Please give the job Chris Comer held at the Texas Education Agency, according to the news item below.

==== TEXT FOR ANALYSIS

From NCSE newsletter, reprinted with permission...sad sad state of affairs!
TEXAS EDUCATION OFFICIAL FORCED TO RESIGN OVER EVOLUTION
Chris Comer, the director of science curriculum for the Texas Education Agency, was forced to resign after forwarding a short e-mail message announcing a presentation in Austin by Barbara Forrest. The Austin American-Statesman (November 29, 2007) reported, "Comer sent the e-mail to several individuals and a few online communities, saying, 'FYI.'" Less than two hours later, Lizzette Reynolds, the TEA's senior adviser on statewide initiatives, complained to Comer's supervisors, writing, "This is highly inappropriate ... I believe this is an offense that calls for termination or, at the very least, reassignment of responsibilities ... it assumes this is a subject that the agency supports."
The e-mail was then cited in a memorandum recommending Comer's termination, the American-Statesman noted: "They said forwarding the e-mail not only violated a directive for her not to communicate in writing or otherwise with anyone outside the agency regarding an upcoming science curriculum review, 'it directly conflicts with her responsibilities as the Director of Science.' The memo adds, 'Ms. Comer's e-mail implies endorsement of the speaker and implies that TEA endorses the speaker's position on a subject on which the agency must remain neutral.'" Other reasons for recommending her termination were listed in addition.
But Comer told the newspaper that she thought that the long-standing political controversy over evolution education in Texas was
responsible: "None of the other reasons they gave are, in and of themselves, firing offenses," she said. NCSE's executive director Eugenie C. Scott suggested that Comer's termination seemed to be a warning to TEA employees. "This just underscores the politicization of science education in Texas," Scott said. "In most states, the department of education takes a leadership role in fostering sound science education. Apparently TEA employees are supposed to be kept in the closet and only let out to do the bidding of the board."
Kathy Miller of the Texas Freedom Network, which advances a mainstream agenda of religious freedom and individual liberties to counter the religious right, also expressed her concern. "It's important to know whether politics and ideology are standing in the way of Texas kids getting a 21st century science education," Miller told the American-Statesman. Alluding to previous battles over the place of evolution in Texas science standards and textbooks, she added, "We've already seen a faction of the State Board of Education try to politicize and censor what our schoolchildren learn. It would be even more alarming if the same thing is now happening inside TEA itself."
In a report dated November 29, 2007, Steven Schafersman of Texas Citizens for Science contended that the real reason that Comer was forced to resign was her defense of the integrity of science education during her long tenure at TEA. Describing Comer as a martyr of science, he added, "But she will not be a victim," predicting that scientists and science teachers in Texas will be "outraged by her treatment by a state agency that is now publicly and officially forgoing accurate and reliable science to serve the ideological and religious biases of a small minority of state public education officials."

========
==== DATA PROVIDED

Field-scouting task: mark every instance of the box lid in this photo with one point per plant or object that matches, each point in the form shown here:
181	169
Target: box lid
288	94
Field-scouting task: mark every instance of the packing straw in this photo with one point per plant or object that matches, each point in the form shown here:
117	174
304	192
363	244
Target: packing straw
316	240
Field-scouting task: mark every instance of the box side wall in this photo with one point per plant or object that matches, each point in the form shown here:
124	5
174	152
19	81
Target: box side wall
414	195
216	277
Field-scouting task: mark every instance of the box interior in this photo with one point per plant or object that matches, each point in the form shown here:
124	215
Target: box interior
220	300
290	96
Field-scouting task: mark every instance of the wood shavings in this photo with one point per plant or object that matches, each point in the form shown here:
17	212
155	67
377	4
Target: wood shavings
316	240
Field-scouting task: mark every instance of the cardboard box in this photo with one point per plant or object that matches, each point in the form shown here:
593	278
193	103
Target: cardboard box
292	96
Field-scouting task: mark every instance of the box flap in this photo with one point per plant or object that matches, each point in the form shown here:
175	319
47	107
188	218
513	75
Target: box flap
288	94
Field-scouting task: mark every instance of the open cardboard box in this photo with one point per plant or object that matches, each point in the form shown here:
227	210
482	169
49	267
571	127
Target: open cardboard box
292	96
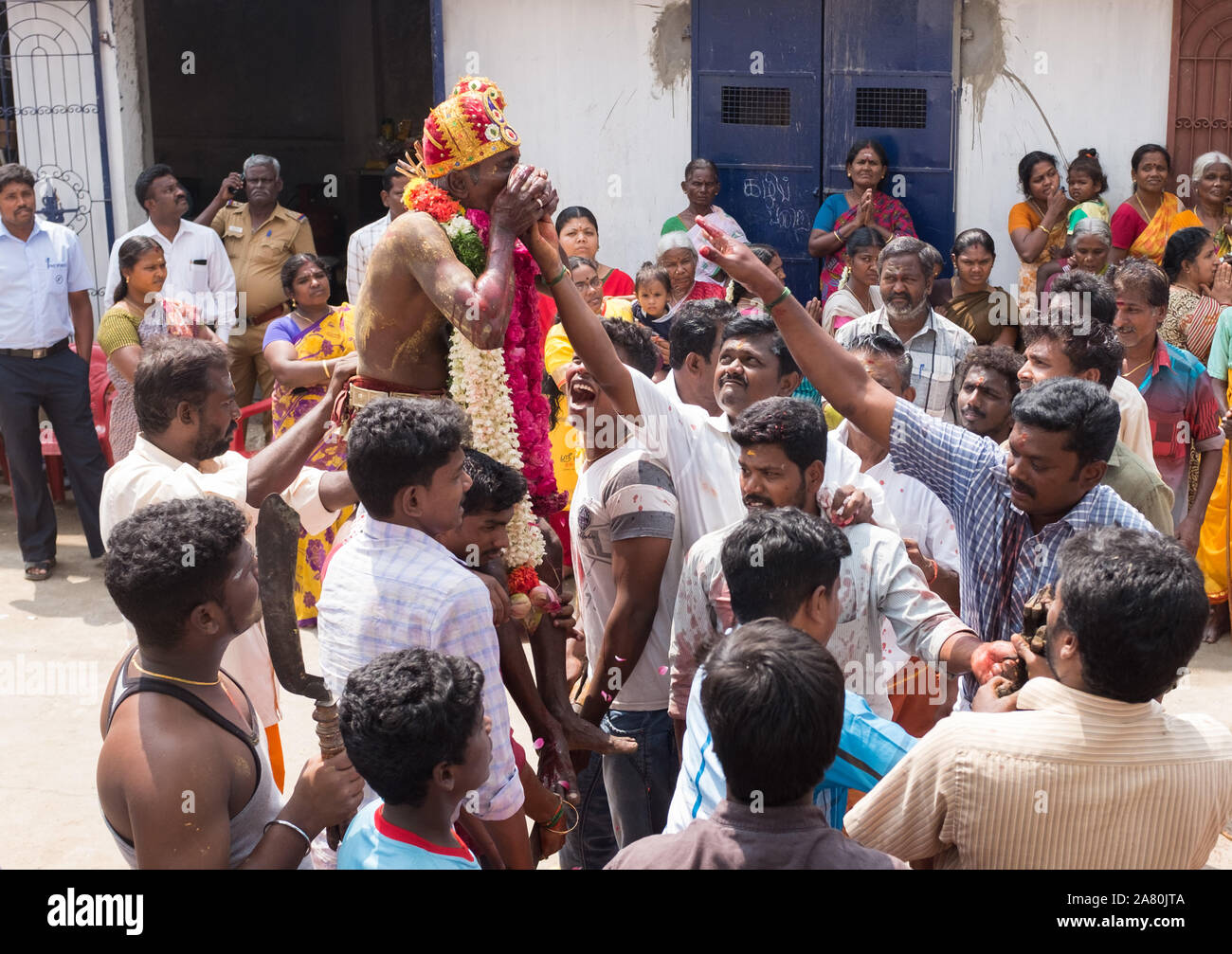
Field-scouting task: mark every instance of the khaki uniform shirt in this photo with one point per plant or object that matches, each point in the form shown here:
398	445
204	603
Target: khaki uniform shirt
258	258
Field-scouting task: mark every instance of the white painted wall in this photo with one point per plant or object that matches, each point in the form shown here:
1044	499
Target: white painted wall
1096	93
583	96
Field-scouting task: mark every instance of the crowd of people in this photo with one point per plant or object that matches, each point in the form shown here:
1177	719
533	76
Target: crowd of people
802	531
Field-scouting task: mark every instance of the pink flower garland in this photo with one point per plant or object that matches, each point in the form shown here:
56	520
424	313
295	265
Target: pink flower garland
524	367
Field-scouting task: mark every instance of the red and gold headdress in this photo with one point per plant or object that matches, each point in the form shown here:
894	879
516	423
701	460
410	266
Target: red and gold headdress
479	84
463	131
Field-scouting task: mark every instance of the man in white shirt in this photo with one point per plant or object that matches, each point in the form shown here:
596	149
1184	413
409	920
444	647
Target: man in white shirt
752	363
784	459
197	268
697	336
935	344
364	241
186	407
45	300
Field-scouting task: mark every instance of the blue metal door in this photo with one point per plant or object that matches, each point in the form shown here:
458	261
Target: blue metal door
756	115
890	77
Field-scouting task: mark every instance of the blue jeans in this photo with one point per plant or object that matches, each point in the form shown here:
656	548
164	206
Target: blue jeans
624	798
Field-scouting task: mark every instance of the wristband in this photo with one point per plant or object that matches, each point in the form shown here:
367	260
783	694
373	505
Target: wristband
779	299
294	827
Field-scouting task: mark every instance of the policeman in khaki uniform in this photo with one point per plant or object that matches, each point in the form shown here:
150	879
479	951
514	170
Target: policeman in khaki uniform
259	237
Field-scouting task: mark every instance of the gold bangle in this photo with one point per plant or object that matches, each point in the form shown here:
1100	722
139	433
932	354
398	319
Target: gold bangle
577	818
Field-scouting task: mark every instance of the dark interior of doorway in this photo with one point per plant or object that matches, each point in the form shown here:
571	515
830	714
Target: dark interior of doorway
307	82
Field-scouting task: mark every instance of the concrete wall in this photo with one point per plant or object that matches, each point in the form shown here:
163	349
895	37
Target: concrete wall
599	96
124	84
1045	74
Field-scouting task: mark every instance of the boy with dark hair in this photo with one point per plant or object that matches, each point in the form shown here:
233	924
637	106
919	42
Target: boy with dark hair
479	542
183	719
1085	745
1011	511
392	585
414	727
1056	350
774	700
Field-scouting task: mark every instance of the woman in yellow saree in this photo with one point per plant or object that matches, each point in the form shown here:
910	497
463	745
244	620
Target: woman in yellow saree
1038	225
303	350
1214	550
1142	225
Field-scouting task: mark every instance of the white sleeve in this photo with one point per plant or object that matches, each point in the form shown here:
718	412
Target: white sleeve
842	467
109	289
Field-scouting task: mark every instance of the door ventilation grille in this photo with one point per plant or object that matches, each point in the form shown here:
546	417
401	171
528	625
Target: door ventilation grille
755	106
891	108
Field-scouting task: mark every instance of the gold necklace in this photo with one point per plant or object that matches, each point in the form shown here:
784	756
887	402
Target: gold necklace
172	678
1144	208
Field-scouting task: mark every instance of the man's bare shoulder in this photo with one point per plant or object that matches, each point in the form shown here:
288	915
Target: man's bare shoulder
418	225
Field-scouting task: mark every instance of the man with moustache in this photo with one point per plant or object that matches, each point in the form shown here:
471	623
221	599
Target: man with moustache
197	268
752	363
188	412
1011	511
987	385
935	344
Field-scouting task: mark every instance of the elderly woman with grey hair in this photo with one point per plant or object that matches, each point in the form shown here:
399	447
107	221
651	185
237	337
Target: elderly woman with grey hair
1091	245
1211	189
677	254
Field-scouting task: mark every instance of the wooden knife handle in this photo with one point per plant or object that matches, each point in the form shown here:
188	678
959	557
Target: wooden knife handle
329	737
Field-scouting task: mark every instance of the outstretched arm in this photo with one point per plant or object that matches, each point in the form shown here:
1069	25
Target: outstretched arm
580	324
838	375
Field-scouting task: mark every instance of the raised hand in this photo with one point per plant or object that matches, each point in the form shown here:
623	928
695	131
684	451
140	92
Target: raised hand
734	258
521	201
1221	288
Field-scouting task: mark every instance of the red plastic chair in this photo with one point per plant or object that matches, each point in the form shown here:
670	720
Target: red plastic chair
239	442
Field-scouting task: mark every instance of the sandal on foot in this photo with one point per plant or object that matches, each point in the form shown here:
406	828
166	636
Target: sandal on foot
40	570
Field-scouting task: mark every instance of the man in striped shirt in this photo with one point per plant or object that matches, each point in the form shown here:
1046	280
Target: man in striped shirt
392	586
1088	771
1011	511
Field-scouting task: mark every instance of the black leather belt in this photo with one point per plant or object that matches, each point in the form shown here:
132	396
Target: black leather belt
62	345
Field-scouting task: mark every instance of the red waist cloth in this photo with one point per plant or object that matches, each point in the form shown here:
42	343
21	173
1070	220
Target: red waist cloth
343	405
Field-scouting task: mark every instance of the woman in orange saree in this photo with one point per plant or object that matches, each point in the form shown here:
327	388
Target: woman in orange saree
303	349
1214	550
1142	225
1038	225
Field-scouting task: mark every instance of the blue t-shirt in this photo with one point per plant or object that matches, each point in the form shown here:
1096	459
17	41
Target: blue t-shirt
869	747
372	843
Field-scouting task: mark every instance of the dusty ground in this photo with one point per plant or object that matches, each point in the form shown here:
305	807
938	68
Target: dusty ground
61	639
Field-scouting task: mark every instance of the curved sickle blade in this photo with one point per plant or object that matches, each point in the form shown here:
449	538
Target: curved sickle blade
278	548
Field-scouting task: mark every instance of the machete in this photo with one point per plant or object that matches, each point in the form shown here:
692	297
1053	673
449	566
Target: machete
278	550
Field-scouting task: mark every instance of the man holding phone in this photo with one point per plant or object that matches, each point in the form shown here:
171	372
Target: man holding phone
259	235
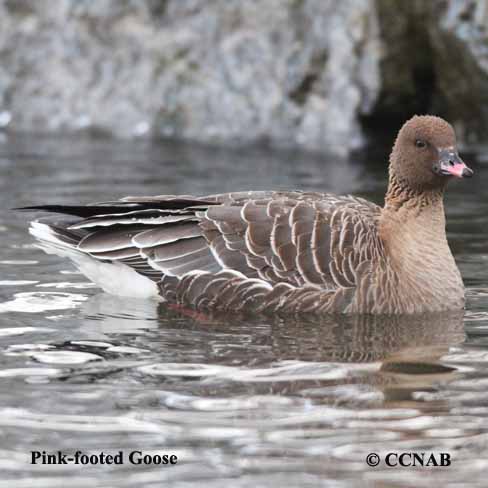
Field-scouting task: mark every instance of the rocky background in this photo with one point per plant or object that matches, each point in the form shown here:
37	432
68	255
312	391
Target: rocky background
318	74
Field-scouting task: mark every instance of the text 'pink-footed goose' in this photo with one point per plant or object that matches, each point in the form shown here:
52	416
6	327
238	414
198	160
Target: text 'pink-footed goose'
280	251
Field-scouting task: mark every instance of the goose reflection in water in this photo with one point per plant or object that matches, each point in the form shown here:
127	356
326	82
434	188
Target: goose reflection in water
395	355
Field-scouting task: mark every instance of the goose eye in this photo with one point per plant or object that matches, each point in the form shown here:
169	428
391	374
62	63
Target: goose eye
420	144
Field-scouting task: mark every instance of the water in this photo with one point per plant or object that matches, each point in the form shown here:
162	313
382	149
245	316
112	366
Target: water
241	402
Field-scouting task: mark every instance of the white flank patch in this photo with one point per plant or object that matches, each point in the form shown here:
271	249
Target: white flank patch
115	278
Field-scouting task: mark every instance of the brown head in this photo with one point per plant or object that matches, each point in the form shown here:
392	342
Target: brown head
425	156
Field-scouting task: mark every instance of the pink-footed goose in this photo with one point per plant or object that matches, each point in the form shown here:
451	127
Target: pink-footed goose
281	251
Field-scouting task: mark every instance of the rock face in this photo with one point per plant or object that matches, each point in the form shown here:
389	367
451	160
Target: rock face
309	73
292	72
459	38
435	59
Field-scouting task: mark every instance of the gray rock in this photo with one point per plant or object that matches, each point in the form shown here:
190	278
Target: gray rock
459	34
292	72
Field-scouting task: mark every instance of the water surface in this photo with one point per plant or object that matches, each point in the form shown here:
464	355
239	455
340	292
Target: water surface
241	401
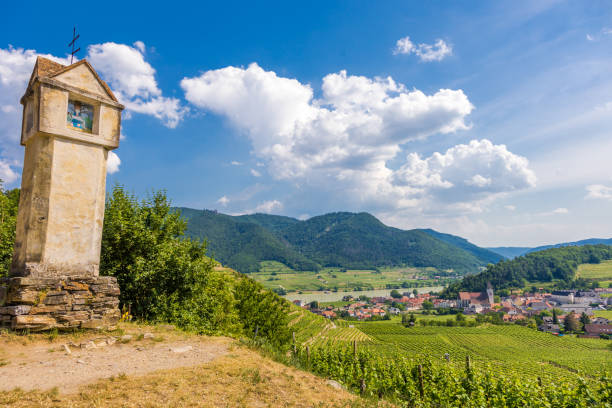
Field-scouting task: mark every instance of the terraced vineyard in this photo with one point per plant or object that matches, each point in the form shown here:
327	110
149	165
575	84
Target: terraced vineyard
306	325
500	347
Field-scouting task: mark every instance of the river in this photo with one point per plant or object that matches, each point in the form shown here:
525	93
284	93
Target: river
329	296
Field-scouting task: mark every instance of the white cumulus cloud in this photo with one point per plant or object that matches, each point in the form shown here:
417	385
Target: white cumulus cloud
112	163
122	66
342	141
16	65
132	79
224	201
466	173
268	207
7	175
561	210
599	191
426	52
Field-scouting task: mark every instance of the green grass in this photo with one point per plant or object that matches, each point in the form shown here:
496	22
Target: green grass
275	275
603	313
600	272
501	348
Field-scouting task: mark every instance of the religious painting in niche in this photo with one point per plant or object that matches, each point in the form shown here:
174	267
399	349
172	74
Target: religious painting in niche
80	116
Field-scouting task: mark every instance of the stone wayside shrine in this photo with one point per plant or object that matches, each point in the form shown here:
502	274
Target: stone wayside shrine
71	120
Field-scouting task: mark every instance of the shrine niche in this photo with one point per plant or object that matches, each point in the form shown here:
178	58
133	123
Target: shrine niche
71	120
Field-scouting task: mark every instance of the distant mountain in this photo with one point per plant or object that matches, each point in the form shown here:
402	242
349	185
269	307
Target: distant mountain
241	242
362	241
590	241
536	267
510	252
480	253
349	240
513	252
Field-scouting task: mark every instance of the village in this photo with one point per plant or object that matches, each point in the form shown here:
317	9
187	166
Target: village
554	312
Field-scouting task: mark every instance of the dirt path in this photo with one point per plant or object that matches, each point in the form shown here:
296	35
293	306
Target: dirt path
45	366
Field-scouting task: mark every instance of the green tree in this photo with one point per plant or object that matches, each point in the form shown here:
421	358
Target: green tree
161	275
167	277
584	320
571	323
9	202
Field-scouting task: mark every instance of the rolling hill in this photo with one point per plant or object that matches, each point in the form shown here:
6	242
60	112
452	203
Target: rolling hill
481	253
513	252
343	239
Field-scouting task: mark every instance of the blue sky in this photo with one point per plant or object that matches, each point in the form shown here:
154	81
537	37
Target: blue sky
490	120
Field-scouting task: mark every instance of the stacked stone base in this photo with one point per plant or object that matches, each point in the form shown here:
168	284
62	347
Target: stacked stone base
64	303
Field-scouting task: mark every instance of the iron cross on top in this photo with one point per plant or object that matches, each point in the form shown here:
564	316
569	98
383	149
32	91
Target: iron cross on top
73	43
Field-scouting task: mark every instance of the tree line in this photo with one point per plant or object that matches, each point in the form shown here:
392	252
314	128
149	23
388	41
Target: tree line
167	277
543	266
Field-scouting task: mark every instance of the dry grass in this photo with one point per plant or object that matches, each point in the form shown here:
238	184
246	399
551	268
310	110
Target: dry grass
241	378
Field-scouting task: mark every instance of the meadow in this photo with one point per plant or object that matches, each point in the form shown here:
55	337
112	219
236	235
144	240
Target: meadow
507	348
275	275
601	272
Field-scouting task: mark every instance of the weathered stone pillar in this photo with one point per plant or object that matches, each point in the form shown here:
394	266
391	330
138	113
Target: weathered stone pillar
71	120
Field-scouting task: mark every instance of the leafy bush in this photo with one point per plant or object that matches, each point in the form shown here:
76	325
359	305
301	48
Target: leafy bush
9	202
164	276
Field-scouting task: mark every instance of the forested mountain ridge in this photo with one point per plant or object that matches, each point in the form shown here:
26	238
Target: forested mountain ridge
543	266
240	242
481	253
512	252
342	239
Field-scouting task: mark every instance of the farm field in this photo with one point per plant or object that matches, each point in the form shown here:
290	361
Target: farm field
504	347
498	348
603	313
275	275
599	272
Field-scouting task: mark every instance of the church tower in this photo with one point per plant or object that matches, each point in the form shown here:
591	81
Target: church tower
71	120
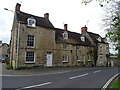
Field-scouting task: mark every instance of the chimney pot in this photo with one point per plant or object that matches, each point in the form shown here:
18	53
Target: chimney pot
83	30
46	15
17	8
65	27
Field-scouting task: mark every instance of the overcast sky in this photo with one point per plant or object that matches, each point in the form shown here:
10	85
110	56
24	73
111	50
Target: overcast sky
71	12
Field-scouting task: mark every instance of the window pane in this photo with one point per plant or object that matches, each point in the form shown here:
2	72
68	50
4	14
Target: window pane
30	41
29	56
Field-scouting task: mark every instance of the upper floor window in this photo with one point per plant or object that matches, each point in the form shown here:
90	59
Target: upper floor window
31	22
65	58
82	38
107	50
100	50
65	35
30	57
65	46
99	39
78	47
30	41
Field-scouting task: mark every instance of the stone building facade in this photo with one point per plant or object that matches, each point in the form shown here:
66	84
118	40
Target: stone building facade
4	49
36	42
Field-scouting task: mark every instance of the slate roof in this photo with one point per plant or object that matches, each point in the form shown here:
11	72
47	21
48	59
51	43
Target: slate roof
40	21
95	36
73	38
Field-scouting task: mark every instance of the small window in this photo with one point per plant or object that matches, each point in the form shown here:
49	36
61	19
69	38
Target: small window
100	50
30	57
99	39
65	35
83	59
65	46
31	22
107	50
30	41
78	47
82	38
65	58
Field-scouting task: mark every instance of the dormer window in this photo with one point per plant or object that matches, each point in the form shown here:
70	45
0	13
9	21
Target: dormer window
65	35
82	38
31	22
99	39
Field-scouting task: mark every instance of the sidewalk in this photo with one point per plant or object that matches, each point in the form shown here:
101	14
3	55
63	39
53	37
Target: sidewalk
37	71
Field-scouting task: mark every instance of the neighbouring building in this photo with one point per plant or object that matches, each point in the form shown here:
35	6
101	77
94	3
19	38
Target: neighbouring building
35	41
101	47
4	49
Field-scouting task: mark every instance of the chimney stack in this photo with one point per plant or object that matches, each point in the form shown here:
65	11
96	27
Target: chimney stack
17	8
65	27
0	43
83	30
46	15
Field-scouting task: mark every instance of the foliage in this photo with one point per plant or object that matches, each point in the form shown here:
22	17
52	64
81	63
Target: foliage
116	84
9	67
95	53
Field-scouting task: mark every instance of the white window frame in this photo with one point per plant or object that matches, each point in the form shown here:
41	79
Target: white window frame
65	35
26	57
82	38
30	41
99	39
33	22
65	58
107	50
65	46
101	51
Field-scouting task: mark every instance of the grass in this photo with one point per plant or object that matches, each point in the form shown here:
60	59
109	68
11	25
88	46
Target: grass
116	84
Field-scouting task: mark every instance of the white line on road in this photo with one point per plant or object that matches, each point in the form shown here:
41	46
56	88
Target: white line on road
78	76
97	71
35	86
109	81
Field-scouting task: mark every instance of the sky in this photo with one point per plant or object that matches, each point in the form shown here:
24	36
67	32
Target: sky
71	12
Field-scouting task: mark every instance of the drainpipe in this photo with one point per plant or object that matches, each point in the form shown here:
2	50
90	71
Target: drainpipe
18	31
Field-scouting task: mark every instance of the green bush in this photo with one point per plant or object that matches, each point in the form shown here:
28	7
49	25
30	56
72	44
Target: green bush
20	68
9	67
7	61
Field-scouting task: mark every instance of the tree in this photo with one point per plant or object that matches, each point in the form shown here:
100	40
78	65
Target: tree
112	24
112	21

========

- [TASK RESULT]: Director of science curriculum